TEXT EXCERPT:
Begin
Powell’s approach is expressed in the Introduction as follows:
Traditionally, relational database model design (and particularly the topic of normalization), has been much too precise for commercial environments. There is an easy way to interpret normalization, and this book contains original ideas in that respect.
Here I think is the common misconception about the conflation of database design and normalization. Normalization is a technique not the design process. I think I am looking for a way of conceiving how to organize information in a database. Normalization does not give that to me.
The concept of design according to Powell is:
Design is the process of ensuring that it all works without actually building it. Design is a little like testing something on paper before spending thousands of hours building it in possibly the wrong way.
I think Powell is talking about the physical design here. He wants to get a prototype working on paper first before implementing it. I am more interested in the logical design process.
End
PROBLEMS:
A. In the passage on Powell's approach to database design, what does the writer say normalization is, as opposed to the design process?
B. Copy the passage on Powell's approach to database design from the words "Here I think" through the words "the wrong way.", and rename "information" as "data" wherever it appears.
The material that follows comes from a separate source.

EXTRACTED INFORMATION:
Begin
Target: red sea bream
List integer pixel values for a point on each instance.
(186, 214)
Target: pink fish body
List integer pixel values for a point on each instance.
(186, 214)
End
THE ANSWERS:
A. A technique.

B.
Here I think is the common misconception about the conflation of database design and normalization. Normalization is a technique not the design process. I think I am looking for a way of conceiving how to organize data in a database. Normalization does not give that to me.
The concept of design according to Powell is:
Design is the process of ensuring that it all works without actually building it. Design is a little like testing something on paper before spending thousands of hours building it in possibly the wrong way.